(Material provided begins)

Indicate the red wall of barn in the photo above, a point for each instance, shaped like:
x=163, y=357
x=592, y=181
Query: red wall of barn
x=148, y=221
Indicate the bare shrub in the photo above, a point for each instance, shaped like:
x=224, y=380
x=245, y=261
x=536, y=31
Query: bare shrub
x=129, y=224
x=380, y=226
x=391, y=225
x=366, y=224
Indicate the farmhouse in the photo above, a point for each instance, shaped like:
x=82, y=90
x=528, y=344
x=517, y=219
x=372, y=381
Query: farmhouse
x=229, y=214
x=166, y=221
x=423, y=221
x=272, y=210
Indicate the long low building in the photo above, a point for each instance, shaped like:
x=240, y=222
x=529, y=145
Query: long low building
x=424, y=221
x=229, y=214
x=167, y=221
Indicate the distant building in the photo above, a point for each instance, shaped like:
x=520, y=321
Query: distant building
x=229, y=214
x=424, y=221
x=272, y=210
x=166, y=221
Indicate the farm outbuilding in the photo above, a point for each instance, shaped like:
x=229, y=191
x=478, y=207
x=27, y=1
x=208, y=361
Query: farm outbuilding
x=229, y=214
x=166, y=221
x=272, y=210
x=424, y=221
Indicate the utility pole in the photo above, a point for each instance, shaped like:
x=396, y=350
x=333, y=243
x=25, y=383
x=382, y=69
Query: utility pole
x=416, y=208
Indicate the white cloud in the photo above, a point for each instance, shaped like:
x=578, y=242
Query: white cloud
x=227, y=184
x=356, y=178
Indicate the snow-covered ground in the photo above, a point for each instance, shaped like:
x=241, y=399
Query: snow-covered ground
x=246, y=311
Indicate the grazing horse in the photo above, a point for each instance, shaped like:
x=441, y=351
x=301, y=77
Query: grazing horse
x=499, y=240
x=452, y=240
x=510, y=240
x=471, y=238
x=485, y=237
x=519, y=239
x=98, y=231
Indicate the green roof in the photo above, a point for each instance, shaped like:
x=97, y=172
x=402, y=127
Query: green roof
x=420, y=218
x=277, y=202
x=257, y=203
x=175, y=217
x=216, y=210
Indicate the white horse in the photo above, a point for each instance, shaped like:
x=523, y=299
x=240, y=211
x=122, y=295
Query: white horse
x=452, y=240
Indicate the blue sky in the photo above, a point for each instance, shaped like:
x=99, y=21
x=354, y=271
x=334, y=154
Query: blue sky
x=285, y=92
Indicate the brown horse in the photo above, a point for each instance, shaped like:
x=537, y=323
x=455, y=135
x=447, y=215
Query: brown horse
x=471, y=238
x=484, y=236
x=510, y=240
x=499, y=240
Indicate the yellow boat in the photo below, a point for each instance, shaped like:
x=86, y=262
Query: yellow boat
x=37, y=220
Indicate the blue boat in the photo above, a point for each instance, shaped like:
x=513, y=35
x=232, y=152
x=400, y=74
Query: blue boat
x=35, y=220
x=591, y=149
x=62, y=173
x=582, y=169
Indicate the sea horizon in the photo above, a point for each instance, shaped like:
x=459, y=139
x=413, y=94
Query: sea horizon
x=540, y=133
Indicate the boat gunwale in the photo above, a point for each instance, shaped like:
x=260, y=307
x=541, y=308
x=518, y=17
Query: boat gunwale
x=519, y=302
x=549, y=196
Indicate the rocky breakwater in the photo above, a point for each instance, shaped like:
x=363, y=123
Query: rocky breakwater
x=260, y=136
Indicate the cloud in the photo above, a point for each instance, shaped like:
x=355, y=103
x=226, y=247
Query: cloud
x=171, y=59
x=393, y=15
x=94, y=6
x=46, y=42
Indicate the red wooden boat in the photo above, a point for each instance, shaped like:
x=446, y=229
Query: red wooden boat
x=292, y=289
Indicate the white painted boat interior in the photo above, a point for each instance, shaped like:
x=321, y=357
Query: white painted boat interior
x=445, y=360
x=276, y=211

(Material provided ends)

▸ Work instruction: Give the exact lines, and only those, from the line containing "Query: brown horse" through the line containing "x=226, y=247" in the entries above.

▸ Response for this exercise:
Query: brown horse
x=471, y=238
x=484, y=236
x=510, y=240
x=499, y=240
Indicate the yellow boat in the photo below, a point for each instance, shaped like:
x=86, y=262
Query: yellow boat
x=37, y=220
Indicate the blue boat in the photo above, a point for each instance, shaped like:
x=513, y=35
x=232, y=152
x=400, y=74
Query: blue boat
x=35, y=220
x=591, y=149
x=62, y=173
x=582, y=169
Indicate the sea horizon in the photo above, a point for each instance, shaped like:
x=459, y=139
x=413, y=94
Query: sea horizon
x=540, y=133
Indicate the boat gunwale in the photo above, a point for each instance, shaped like:
x=260, y=307
x=541, y=308
x=518, y=17
Query: boat gunwale
x=519, y=302
x=549, y=196
Indicate the rocky breakwater in the photo above, a point for each instance, shaped like:
x=363, y=123
Query: rocky breakwater
x=260, y=136
Indicate the cloud in the photo above, a point for each instance, shaped like:
x=355, y=103
x=226, y=247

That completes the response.